**Collected data entries:**
⟨
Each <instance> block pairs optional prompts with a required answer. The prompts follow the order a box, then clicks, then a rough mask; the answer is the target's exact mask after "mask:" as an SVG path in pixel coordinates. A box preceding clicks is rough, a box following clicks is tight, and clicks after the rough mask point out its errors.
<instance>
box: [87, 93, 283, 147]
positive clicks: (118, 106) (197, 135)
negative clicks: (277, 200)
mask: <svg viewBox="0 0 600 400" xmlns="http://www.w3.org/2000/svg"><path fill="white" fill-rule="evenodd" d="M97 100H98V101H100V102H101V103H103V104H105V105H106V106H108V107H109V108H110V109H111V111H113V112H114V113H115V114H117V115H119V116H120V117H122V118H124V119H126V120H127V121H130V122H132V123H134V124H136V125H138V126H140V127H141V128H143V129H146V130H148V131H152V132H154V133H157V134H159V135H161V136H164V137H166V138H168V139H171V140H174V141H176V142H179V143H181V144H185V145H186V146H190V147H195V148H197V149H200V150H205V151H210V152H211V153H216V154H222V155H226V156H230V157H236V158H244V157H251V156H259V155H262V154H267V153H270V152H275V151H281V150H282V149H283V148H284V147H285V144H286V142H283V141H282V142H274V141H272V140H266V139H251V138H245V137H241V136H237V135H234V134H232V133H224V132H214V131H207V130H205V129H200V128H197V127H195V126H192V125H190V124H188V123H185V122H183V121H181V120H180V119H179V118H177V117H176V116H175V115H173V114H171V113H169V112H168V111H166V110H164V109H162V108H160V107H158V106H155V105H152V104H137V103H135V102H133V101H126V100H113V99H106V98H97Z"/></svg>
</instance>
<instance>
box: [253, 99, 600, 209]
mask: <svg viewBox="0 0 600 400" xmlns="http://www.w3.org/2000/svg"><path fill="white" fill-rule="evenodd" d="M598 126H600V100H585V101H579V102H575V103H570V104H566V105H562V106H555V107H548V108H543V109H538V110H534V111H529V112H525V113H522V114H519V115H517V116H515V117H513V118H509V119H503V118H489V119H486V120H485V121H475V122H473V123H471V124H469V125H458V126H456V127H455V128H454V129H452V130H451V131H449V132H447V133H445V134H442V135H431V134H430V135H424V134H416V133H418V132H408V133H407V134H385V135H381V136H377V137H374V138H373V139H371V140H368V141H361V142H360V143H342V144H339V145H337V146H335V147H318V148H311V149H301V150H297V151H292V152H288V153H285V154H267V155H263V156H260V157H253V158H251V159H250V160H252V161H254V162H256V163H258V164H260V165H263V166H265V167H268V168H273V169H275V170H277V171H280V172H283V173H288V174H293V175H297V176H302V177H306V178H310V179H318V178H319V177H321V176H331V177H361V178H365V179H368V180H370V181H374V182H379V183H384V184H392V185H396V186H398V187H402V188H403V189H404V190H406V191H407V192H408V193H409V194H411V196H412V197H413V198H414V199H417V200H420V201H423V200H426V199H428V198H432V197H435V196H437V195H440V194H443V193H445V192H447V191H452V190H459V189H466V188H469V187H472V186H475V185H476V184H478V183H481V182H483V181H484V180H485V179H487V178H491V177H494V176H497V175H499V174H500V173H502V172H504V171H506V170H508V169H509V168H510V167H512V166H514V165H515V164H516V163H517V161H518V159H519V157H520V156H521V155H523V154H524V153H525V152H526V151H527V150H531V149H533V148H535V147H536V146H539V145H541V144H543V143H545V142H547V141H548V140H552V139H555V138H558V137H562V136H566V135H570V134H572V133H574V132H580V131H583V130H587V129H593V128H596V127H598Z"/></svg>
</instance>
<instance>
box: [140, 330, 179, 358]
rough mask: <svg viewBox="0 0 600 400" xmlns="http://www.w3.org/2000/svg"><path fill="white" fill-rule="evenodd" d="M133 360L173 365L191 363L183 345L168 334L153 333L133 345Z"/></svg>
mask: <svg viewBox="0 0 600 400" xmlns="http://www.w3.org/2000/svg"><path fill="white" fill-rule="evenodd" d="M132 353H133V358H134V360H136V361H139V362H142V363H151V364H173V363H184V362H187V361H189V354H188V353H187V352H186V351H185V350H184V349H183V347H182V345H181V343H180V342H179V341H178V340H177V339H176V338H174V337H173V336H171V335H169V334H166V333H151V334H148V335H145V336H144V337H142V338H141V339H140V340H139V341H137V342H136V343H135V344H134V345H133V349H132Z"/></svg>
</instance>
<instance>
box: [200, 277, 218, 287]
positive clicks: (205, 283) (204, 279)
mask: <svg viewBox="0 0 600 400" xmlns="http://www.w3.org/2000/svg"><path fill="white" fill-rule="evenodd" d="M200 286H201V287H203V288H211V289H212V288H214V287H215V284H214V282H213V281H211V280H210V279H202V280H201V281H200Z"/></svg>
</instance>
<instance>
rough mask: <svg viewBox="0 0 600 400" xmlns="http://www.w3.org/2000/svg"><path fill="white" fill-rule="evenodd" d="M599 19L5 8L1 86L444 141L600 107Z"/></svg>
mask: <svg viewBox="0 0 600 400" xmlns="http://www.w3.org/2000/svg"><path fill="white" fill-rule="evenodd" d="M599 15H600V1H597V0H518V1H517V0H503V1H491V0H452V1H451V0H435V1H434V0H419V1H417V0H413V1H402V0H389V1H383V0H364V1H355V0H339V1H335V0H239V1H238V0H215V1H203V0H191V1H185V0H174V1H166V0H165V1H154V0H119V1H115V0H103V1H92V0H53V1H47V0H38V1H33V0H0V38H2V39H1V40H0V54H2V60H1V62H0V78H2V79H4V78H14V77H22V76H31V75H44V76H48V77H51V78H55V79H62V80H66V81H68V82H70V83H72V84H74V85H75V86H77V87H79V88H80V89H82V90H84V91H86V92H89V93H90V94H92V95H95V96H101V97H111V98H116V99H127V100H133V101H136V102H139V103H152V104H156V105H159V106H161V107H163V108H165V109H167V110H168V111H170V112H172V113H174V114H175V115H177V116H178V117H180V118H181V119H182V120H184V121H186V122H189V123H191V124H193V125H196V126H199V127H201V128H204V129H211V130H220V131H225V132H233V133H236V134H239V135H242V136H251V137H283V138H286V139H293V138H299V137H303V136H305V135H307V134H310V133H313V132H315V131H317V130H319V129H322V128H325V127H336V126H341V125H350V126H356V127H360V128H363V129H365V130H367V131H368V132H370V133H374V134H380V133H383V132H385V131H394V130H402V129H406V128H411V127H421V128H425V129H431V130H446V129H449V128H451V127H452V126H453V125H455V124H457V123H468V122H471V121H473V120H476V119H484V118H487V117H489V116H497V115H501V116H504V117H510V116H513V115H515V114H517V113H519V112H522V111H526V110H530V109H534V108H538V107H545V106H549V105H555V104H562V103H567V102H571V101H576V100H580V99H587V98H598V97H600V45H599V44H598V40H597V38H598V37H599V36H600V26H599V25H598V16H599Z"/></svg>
⟩
**Task description:** Every entry is to be restated word for word.

**Written solution:**
Each <instance> block pairs optional prompts with a required answer. The prompts follow the order a box, then clicks, then a rough mask; the answer is the target's exact mask after "mask:" as an SVG path in pixel coordinates. A box preceding clicks is rough, a box following clicks is tight, and clicks after the rough mask point out its errors.
<instance>
box: [87, 93, 283, 147]
positive clicks: (118, 106) (197, 135)
negative clicks: (277, 200)
mask: <svg viewBox="0 0 600 400" xmlns="http://www.w3.org/2000/svg"><path fill="white" fill-rule="evenodd" d="M97 100H98V101H100V102H101V103H103V104H105V105H106V106H108V107H109V108H110V109H111V111H113V112H114V113H115V114H117V115H119V116H120V117H122V118H124V119H126V120H127V121H130V122H132V123H134V124H136V125H138V126H140V127H141V128H143V129H146V130H148V131H152V132H154V133H157V134H159V135H161V136H164V137H166V138H168V139H171V140H174V141H176V142H179V143H181V144H185V145H186V146H190V147H195V148H197V149H200V150H205V151H210V152H211V153H216V154H222V155H226V156H230V157H236V158H244V157H251V156H259V155H262V154H267V153H270V152H275V151H281V150H282V149H283V148H284V147H285V144H286V142H283V141H282V142H274V141H272V140H266V139H251V138H245V137H241V136H237V135H234V134H232V133H224V132H214V131H207V130H205V129H200V128H197V127H195V126H192V125H190V124H188V123H185V122H183V121H181V120H180V119H179V118H177V117H176V116H175V115H173V114H171V113H169V112H168V111H166V110H164V109H162V108H160V107H158V106H155V105H152V104H137V103H135V102H133V101H126V100H113V99H106V98H97Z"/></svg>
</instance>
<instance>
box: [253, 99, 600, 209]
mask: <svg viewBox="0 0 600 400" xmlns="http://www.w3.org/2000/svg"><path fill="white" fill-rule="evenodd" d="M598 126H600V100H585V101H579V102H575V103H570V104H566V105H562V106H555V107H548V108H543V109H538V110H534V111H529V112H525V113H522V114H519V115H517V116H515V117H513V118H509V119H503V118H489V119H486V120H485V121H475V122H473V123H471V124H469V125H458V126H456V127H455V128H454V129H452V130H451V131H449V132H447V133H445V134H442V135H431V134H430V135H424V134H416V133H418V132H408V133H407V134H385V135H381V136H377V137H374V138H373V139H371V140H368V141H361V142H360V143H342V144H339V145H337V146H335V147H318V148H311V149H301V150H297V151H292V152H288V153H285V154H267V155H263V156H260V157H253V158H251V159H250V160H252V161H254V162H256V163H258V164H260V165H263V166H265V167H268V168H273V169H275V170H277V171H280V172H283V173H288V174H293V175H297V176H302V177H306V178H310V179H318V178H319V177H321V176H331V177H361V178H365V179H368V180H370V181H374V182H379V183H384V184H392V185H396V186H398V187H402V188H403V189H404V190H406V191H407V192H408V193H409V194H411V196H412V197H413V198H414V199H417V200H420V201H423V200H426V199H428V198H432V197H435V196H437V195H440V194H443V193H445V192H447V191H452V190H459V189H466V188H469V187H472V186H475V185H476V184H478V183H481V182H483V181H484V180H485V179H487V178H491V177H494V176H497V175H499V174H500V173H502V172H504V171H506V170H508V169H509V168H510V167H512V166H514V165H515V164H516V163H517V161H518V159H519V157H520V156H521V155H523V154H524V153H525V152H526V151H527V150H531V149H533V148H535V147H536V146H539V145H541V144H543V143H545V142H547V141H548V140H552V139H555V138H558V137H562V136H566V135H570V134H572V133H574V132H580V131H583V130H587V129H593V128H596V127H598Z"/></svg>
</instance>
<instance>
box: [140, 330, 179, 358]
rough mask: <svg viewBox="0 0 600 400" xmlns="http://www.w3.org/2000/svg"><path fill="white" fill-rule="evenodd" d="M133 360L173 365L191 363L183 345L168 334L153 333L133 345Z"/></svg>
mask: <svg viewBox="0 0 600 400" xmlns="http://www.w3.org/2000/svg"><path fill="white" fill-rule="evenodd" d="M132 353H133V358H134V360H136V361H139V362H142V363H151V364H173V363H184V362H187V361H189V354H188V353H187V352H186V351H185V350H184V349H183V347H182V345H181V343H180V342H179V341H178V340H177V339H176V338H174V337H173V336H171V335H169V334H166V333H151V334H148V335H145V336H144V337H142V338H141V339H140V340H139V341H137V342H136V343H135V344H134V345H133V349H132Z"/></svg>
</instance>
<instance>
box: [200, 277, 218, 287]
positive clicks: (205, 283) (204, 279)
mask: <svg viewBox="0 0 600 400" xmlns="http://www.w3.org/2000/svg"><path fill="white" fill-rule="evenodd" d="M200 286H201V287H203V288H211V289H212V288H214V287H215V284H214V282H213V281H211V280H210V279H202V280H201V281H200Z"/></svg>
</instance>
<instance>
rough mask: <svg viewBox="0 0 600 400" xmlns="http://www.w3.org/2000/svg"><path fill="white" fill-rule="evenodd" d="M599 19L5 8L1 86L444 141L600 107Z"/></svg>
mask: <svg viewBox="0 0 600 400" xmlns="http://www.w3.org/2000/svg"><path fill="white" fill-rule="evenodd" d="M599 15H600V1H597V0H518V1H517V0H503V1H491V0H452V1H451V0H435V1H434V0H419V1H417V0H413V1H402V0H389V1H383V0H364V1H355V0H339V1H335V0H239V1H238V0H215V1H203V0H191V1H185V0H174V1H166V0H165V1H154V0H119V1H115V0H103V1H92V0H53V1H47V0H38V1H33V0H0V38H2V39H1V40H0V54H2V60H1V62H0V78H2V79H4V78H14V77H22V76H31V75H44V76H48V77H51V78H55V79H62V80H66V81H68V82H70V83H72V84H74V85H75V86H77V87H79V88H80V89H82V90H84V91H86V92H89V93H90V94H92V95H95V96H101V97H111V98H116V99H127V100H133V101H136V102H139V103H152V104H156V105H159V106H161V107H163V108H165V109H167V110H168V111H170V112H172V113H174V114H175V115H177V116H178V117H180V118H181V119H182V120H184V121H186V122H189V123H191V124H193V125H196V126H199V127H201V128H204V129H211V130H220V131H225V132H233V133H236V134H239V135H242V136H251V137H283V138H286V139H293V138H299V137H303V136H305V135H307V134H310V133H313V132H315V131H317V130H319V129H322V128H325V127H336V126H341V125H350V126H356V127H360V128H363V129H365V130H367V131H368V132H370V133H374V134H380V133H383V132H385V131H394V130H402V129H406V128H411V127H421V128H425V129H431V130H446V129H449V128H451V127H452V126H453V125H455V124H457V123H468V122H471V121H473V120H476V119H484V118H487V117H489V116H497V115H501V116H504V117H510V116H513V115H515V114H517V113H519V112H522V111H526V110H530V109H534V108H538V107H545V106H549V105H555V104H562V103H567V102H571V101H576V100H580V99H587V98H598V97H600V45H599V44H598V40H597V38H598V37H599V36H600V26H599V25H598V16H599Z"/></svg>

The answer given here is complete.